* **Requirement**
Line by line, please look for the word "fluted" in the following records, then copy each line you find it in.

* **Data for processing**

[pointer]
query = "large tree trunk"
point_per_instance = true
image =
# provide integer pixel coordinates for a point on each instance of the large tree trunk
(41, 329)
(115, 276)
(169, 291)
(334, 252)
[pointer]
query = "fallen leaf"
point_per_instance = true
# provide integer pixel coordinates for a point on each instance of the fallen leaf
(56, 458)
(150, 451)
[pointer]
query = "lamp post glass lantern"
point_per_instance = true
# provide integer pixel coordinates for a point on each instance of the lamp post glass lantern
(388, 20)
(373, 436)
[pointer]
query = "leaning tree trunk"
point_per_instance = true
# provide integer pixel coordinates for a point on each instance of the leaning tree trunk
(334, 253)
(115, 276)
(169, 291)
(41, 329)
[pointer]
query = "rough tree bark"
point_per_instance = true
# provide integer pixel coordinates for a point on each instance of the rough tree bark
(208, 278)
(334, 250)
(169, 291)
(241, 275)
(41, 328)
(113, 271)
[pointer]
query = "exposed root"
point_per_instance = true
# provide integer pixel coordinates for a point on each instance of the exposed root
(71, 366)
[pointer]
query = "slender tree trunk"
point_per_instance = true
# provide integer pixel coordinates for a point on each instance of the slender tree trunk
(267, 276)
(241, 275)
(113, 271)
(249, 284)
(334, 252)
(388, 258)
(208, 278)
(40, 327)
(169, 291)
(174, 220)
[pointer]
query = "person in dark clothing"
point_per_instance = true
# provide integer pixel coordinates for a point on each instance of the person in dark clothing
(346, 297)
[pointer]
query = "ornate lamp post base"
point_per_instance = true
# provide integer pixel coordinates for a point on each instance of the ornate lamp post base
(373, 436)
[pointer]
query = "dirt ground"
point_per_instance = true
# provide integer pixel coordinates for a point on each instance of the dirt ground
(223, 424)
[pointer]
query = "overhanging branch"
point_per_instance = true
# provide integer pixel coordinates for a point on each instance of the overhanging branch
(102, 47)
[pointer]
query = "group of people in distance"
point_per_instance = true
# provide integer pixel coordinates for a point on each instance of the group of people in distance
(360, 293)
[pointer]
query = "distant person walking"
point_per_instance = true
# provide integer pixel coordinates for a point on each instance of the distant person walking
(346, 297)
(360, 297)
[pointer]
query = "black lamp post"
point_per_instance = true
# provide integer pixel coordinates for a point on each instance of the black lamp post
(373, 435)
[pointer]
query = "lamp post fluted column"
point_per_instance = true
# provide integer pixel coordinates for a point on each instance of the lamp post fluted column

* **Task solution**
query = "lamp post fluted column"
# provide integer pixel coordinates for a point on each instance of the lamp post fluted column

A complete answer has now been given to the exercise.